What this task involves → Format the data as a numbered list, starting with the line that contains "point: blurred background" and continuing through the final line of the data. Leave out any blank lines.

Data on object locations:
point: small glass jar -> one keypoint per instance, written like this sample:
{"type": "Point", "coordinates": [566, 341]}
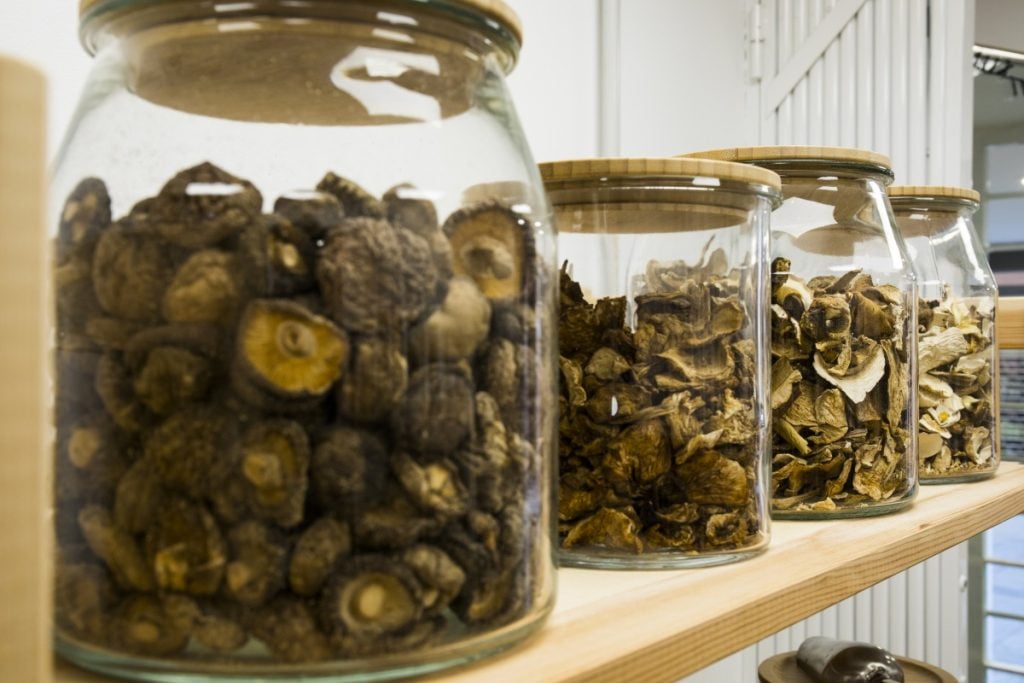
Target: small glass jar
{"type": "Point", "coordinates": [957, 363]}
{"type": "Point", "coordinates": [305, 343]}
{"type": "Point", "coordinates": [843, 336]}
{"type": "Point", "coordinates": [663, 335]}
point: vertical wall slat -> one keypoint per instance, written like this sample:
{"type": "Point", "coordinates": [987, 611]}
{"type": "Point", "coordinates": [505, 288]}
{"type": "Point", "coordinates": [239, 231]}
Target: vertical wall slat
{"type": "Point", "coordinates": [832, 86]}
{"type": "Point", "coordinates": [882, 103]}
{"type": "Point", "coordinates": [864, 102]}
{"type": "Point", "coordinates": [848, 86]}
{"type": "Point", "coordinates": [897, 612]}
{"type": "Point", "coordinates": [798, 134]}
{"type": "Point", "coordinates": [899, 60]}
{"type": "Point", "coordinates": [953, 601]}
{"type": "Point", "coordinates": [916, 110]}
{"type": "Point", "coordinates": [815, 83]}
{"type": "Point", "coordinates": [933, 610]}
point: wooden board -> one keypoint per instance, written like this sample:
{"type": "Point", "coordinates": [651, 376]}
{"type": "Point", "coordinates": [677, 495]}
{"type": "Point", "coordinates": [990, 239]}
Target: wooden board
{"type": "Point", "coordinates": [24, 584]}
{"type": "Point", "coordinates": [645, 627]}
{"type": "Point", "coordinates": [1010, 323]}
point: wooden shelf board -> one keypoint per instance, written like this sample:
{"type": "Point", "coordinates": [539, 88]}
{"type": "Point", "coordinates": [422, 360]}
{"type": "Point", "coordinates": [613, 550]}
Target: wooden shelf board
{"type": "Point", "coordinates": [1010, 323]}
{"type": "Point", "coordinates": [660, 626]}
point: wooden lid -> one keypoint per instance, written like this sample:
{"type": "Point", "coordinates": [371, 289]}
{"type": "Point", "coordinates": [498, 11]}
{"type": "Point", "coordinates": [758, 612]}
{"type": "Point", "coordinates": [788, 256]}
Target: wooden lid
{"type": "Point", "coordinates": [935, 191]}
{"type": "Point", "coordinates": [587, 169]}
{"type": "Point", "coordinates": [494, 9]}
{"type": "Point", "coordinates": [796, 152]}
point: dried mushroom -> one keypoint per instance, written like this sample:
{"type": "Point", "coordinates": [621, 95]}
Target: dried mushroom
{"type": "Point", "coordinates": [207, 288]}
{"type": "Point", "coordinates": [657, 428]}
{"type": "Point", "coordinates": [373, 597]}
{"type": "Point", "coordinates": [492, 245]}
{"type": "Point", "coordinates": [354, 200]}
{"type": "Point", "coordinates": [204, 206]}
{"type": "Point", "coordinates": [287, 357]}
{"type": "Point", "coordinates": [315, 555]}
{"type": "Point", "coordinates": [374, 382]}
{"type": "Point", "coordinates": [376, 278]}
{"type": "Point", "coordinates": [185, 548]}
{"type": "Point", "coordinates": [839, 392]}
{"type": "Point", "coordinates": [315, 213]}
{"type": "Point", "coordinates": [435, 416]}
{"type": "Point", "coordinates": [131, 269]}
{"type": "Point", "coordinates": [258, 563]}
{"type": "Point", "coordinates": [142, 626]}
{"type": "Point", "coordinates": [954, 360]}
{"type": "Point", "coordinates": [295, 435]}
{"type": "Point", "coordinates": [457, 329]}
{"type": "Point", "coordinates": [85, 214]}
{"type": "Point", "coordinates": [276, 258]}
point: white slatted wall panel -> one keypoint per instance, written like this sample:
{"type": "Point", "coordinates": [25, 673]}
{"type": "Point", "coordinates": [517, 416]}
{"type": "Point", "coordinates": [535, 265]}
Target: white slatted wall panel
{"type": "Point", "coordinates": [865, 73]}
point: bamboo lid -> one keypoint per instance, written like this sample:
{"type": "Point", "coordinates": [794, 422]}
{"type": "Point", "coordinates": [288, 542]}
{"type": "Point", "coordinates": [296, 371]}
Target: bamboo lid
{"type": "Point", "coordinates": [795, 152]}
{"type": "Point", "coordinates": [594, 169]}
{"type": "Point", "coordinates": [493, 9]}
{"type": "Point", "coordinates": [935, 191]}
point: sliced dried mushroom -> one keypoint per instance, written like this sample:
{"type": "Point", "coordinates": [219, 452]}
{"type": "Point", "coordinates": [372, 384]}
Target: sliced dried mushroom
{"type": "Point", "coordinates": [273, 461]}
{"type": "Point", "coordinates": [372, 597]}
{"type": "Point", "coordinates": [131, 269]}
{"type": "Point", "coordinates": [204, 206]}
{"type": "Point", "coordinates": [185, 548]}
{"type": "Point", "coordinates": [207, 288]}
{"type": "Point", "coordinates": [287, 357]}
{"type": "Point", "coordinates": [436, 486]}
{"type": "Point", "coordinates": [493, 245]}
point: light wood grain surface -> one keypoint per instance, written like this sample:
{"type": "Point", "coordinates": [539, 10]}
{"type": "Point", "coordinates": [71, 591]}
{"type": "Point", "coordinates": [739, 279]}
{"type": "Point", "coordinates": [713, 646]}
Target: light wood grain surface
{"type": "Point", "coordinates": [24, 581]}
{"type": "Point", "coordinates": [1010, 323]}
{"type": "Point", "coordinates": [659, 626]}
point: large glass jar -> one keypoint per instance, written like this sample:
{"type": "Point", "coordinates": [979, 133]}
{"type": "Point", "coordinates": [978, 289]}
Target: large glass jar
{"type": "Point", "coordinates": [305, 350]}
{"type": "Point", "coordinates": [957, 360]}
{"type": "Point", "coordinates": [663, 336]}
{"type": "Point", "coordinates": [843, 336]}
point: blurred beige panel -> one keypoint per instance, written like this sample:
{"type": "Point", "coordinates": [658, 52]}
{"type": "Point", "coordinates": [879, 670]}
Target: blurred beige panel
{"type": "Point", "coordinates": [24, 543]}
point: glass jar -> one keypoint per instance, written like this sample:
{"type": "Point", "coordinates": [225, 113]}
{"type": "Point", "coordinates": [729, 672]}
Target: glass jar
{"type": "Point", "coordinates": [843, 336]}
{"type": "Point", "coordinates": [663, 335]}
{"type": "Point", "coordinates": [303, 384]}
{"type": "Point", "coordinates": [957, 366]}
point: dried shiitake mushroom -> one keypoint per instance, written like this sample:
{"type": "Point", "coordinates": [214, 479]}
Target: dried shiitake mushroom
{"type": "Point", "coordinates": [287, 356]}
{"type": "Point", "coordinates": [204, 206]}
{"type": "Point", "coordinates": [493, 245]}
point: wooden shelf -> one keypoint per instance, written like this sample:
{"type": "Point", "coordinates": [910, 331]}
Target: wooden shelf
{"type": "Point", "coordinates": [660, 626]}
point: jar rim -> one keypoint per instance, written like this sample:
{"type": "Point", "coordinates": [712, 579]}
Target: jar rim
{"type": "Point", "coordinates": [942, 194]}
{"type": "Point", "coordinates": [495, 16]}
{"type": "Point", "coordinates": [797, 154]}
{"type": "Point", "coordinates": [622, 168]}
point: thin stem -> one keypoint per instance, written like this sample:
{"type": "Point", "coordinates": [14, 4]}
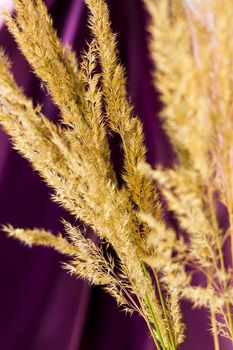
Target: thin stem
{"type": "Point", "coordinates": [155, 321]}
{"type": "Point", "coordinates": [146, 273]}
{"type": "Point", "coordinates": [171, 336]}
{"type": "Point", "coordinates": [214, 326]}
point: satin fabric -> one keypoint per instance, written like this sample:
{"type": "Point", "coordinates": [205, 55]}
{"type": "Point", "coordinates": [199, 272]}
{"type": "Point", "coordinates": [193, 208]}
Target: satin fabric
{"type": "Point", "coordinates": [41, 307]}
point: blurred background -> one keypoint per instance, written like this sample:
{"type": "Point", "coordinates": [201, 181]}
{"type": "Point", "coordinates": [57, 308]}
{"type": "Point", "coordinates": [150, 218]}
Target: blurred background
{"type": "Point", "coordinates": [41, 307]}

Solution for this task →
1. point: blurred background -> one keypoint per instance, written like this sample:
2. {"type": "Point", "coordinates": [201, 181]}
3. {"type": "Point", "coordinates": [57, 308]}
4. {"type": "Point", "coordinates": [150, 218]}
5. Target: blurred background
6. {"type": "Point", "coordinates": [41, 307]}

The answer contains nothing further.